Measuring the progress of your Salesforce project can be difficult. In this article, 24x certified Salesforce Consultant, Chris Gardner, takes us through four key metrics that you can use to measure whether your Salesforce project is on target, or whether you need to crack the whip!
Salesforce projects can be quite lengthy, with enterprise projects typically lasting more than 6 months. With large projects, especially those including multiple work streams, it can be difficult for a business to keep track of how far along they are, and whether things are going to plan.
In this article, we’re going to explore how Salesforce project progress can be measured, and important questions your business should be asking of your partner during the project. There are 4 key areas you need to measure for your Salesforce project.
Measure #1 – Project Timeline
The first area you need to measure is the timeline. From the project kickoff to the scheduled deployment, you have a set number of days and weeks. You want to keep a close eye on the calendar to ensure the project can be deployed on time.
There are two important reasons to watch the timeline. If you have contingencies based on the deployment, such as a scheduled company-wide launch, sales kickoff event, etc., the deployment date is not flexible. Missing that deadline would have a large negative impact.
^^^^^^^^
_What to do:_
A) Reproduce the records below line for line, without changing anything.
B) Carry on the article about measuring Salesforce project progress, picking up after its final sentence.

_Supplied records:_
^^^^^^^^
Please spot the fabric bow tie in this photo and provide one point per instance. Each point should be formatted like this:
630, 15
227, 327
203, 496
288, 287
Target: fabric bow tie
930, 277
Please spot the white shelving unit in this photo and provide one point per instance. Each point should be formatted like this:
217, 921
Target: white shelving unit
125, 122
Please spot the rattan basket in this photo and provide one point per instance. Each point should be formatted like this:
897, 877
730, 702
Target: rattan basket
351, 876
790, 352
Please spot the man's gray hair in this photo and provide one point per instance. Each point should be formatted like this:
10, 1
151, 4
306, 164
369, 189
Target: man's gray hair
^^^^^^^^
_Task-by-task results:_
A)
Please spot the fabric bow tie in this photo and provide one point per instance. Each point should be formatted like this:
630, 15
227, 327
203, 496
288, 287
Target: fabric bow tie
930, 277
Please spot the white shelving unit in this photo and provide one point per instance. Each point should be formatted like this:
217, 921
Target: white shelving unit
125, 122
Please spot the rattan basket in this photo and provide one point per instance. Each point should be formatted like this:
897, 877
730, 702
Target: rattan basket
351, 876
790, 352
Please spot the man's gray hair in this photo and provide one point per instance. Each point should be formatted like this:
10, 1
151, 4
306, 164
369, 189
Target: man's gray hair

B)
The second reason is due to resource costs. Salesforce implementation partners bill based on hourly rates per resource. Adding weeks to the timeline adds additional costs due to the resources assigned to the project. This means delays will have a direct financial impact.
Measure #2 – Project Phases
For most Salesforce projects, a true agile development process is not utilized. This is because of the requirement for a defined budget and set of deliverables at the project start. Due to this, many Salesforce implementation partners, like Simplus, use a hybrid methodology. This consists of several project phases, from requirements gathering to deployment.
The key phases of a Salesforce project are:
Analysis and design
This is the requirements gathering stage. This is the most important part of any project. During A&D, your company and your partner establish the project goals, deliverables, timelines, budgets and more.
Alignment in this phase is the item that most determines whether a project will be successful.
A good partner will make sure that the outcome of this phase is a set of user stories and acceptance criteria. This set of documentation is what all future phases will use as the foundation. Whenever possible, ensure your partner works directly with your team to write detailed acceptance criteria.
Development
This is where the configuration, development and build activities happen. Depending on the project complexity, teams involved, and partner, this phase may follow a waterfall or agile methodology.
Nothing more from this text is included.